**What is asked:** Print each of the entries exactly, leaving nothing out.
● ● ● ● ● ● ●
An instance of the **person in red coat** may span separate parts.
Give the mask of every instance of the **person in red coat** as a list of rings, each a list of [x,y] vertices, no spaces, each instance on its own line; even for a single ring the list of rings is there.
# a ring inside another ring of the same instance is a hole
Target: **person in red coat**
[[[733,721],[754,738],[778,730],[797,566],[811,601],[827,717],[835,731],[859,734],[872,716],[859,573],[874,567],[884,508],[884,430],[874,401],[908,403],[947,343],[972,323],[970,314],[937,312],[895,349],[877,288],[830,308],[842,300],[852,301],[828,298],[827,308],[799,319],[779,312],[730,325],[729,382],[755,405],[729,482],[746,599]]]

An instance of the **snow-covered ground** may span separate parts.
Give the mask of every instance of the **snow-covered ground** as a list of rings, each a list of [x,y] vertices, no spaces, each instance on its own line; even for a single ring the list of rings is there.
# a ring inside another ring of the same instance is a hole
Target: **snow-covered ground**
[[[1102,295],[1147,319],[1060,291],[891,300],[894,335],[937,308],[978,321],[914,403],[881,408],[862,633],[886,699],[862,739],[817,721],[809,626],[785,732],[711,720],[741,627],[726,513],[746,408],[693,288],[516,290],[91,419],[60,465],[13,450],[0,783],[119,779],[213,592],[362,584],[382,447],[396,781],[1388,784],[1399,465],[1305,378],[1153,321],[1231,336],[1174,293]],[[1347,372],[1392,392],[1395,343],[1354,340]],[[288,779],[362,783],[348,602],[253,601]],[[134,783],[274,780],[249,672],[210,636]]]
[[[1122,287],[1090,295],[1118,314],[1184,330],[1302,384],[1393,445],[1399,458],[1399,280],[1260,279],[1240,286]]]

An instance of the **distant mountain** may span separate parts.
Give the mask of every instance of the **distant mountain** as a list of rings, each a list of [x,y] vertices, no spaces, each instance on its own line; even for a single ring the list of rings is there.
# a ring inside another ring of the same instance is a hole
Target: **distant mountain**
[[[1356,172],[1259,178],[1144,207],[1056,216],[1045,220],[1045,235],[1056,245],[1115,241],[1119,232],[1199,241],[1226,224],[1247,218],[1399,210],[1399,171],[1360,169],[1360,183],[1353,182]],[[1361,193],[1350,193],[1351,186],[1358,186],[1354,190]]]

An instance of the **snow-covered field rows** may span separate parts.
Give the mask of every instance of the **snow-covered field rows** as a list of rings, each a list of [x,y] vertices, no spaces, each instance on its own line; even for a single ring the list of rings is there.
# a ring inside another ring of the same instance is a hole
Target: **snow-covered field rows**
● ● ● ● ● ● ●
**Finished answer:**
An instance of the **person in red coat** may span separate parts.
Give the mask of every instance of the **person in red coat** as a list of rings, each a list of [x,y] vertices, no spaces, each instance on its own line; even for a single ring the list of rings is there.
# a ring inside another ring of the same instance is a hole
Target: **person in red coat**
[[[733,721],[754,738],[778,730],[797,566],[811,601],[827,717],[835,731],[859,734],[872,716],[859,573],[874,567],[884,508],[884,430],[874,401],[908,403],[947,343],[972,323],[970,314],[937,312],[895,349],[877,288],[830,308],[842,300],[852,301],[828,298],[827,308],[799,319],[779,312],[730,325],[729,382],[755,405],[729,482],[746,599]]]

An instance of the **snow-covered ground** may span separate parts.
Give the mask of every instance of the **snow-covered ground** as a list of rings, each a list of [x,y] vertices, no spaces, each instance on its own line; even for a single ring the list of rings is there.
# a ring inside another ring of the same instance is a hole
Target: **snow-covered ground**
[[[1102,295],[1147,319],[1060,291],[891,300],[894,335],[937,308],[978,321],[914,403],[881,408],[862,633],[886,699],[862,739],[817,721],[809,626],[785,732],[711,720],[741,627],[726,513],[746,408],[693,288],[516,290],[91,419],[60,465],[13,450],[0,783],[119,779],[213,592],[362,584],[382,447],[396,781],[1388,784],[1399,465],[1305,378],[1153,321],[1231,336],[1174,293]],[[1347,372],[1392,392],[1395,343],[1354,340]],[[288,779],[362,783],[348,602],[253,601]],[[134,783],[274,780],[249,672],[210,636]]]
[[[1122,287],[1090,295],[1118,314],[1184,330],[1302,384],[1393,445],[1399,458],[1399,280],[1260,279],[1240,286]]]

An instance of the **distant mountain** may span separate parts.
Give the mask of every instance of the **distant mountain** as a list of rings, each a list of [x,y] vertices, no spaces, each instance on its own line; even for a single ring the list of rings is there.
# a ring inside another ring of the same instance is a hole
Target: **distant mountain**
[[[1356,172],[1259,178],[1144,207],[1056,216],[1045,220],[1045,235],[1056,245],[1115,241],[1119,232],[1199,241],[1226,224],[1247,218],[1399,210],[1399,171],[1360,169],[1360,183],[1353,182]],[[1361,193],[1350,193],[1351,186],[1358,186],[1354,190]]]

An instance of the **snow-covered field rows** may span separate parts.
Give the mask of every instance of the **snow-covered field rows** as a list of rings, each a list of [x,y] vertices, no spaces, each instance on its own line; even for a single ring the list of rings is there.
# a ring inside another ring of the same instance is a hole
Target: **snow-covered field rows**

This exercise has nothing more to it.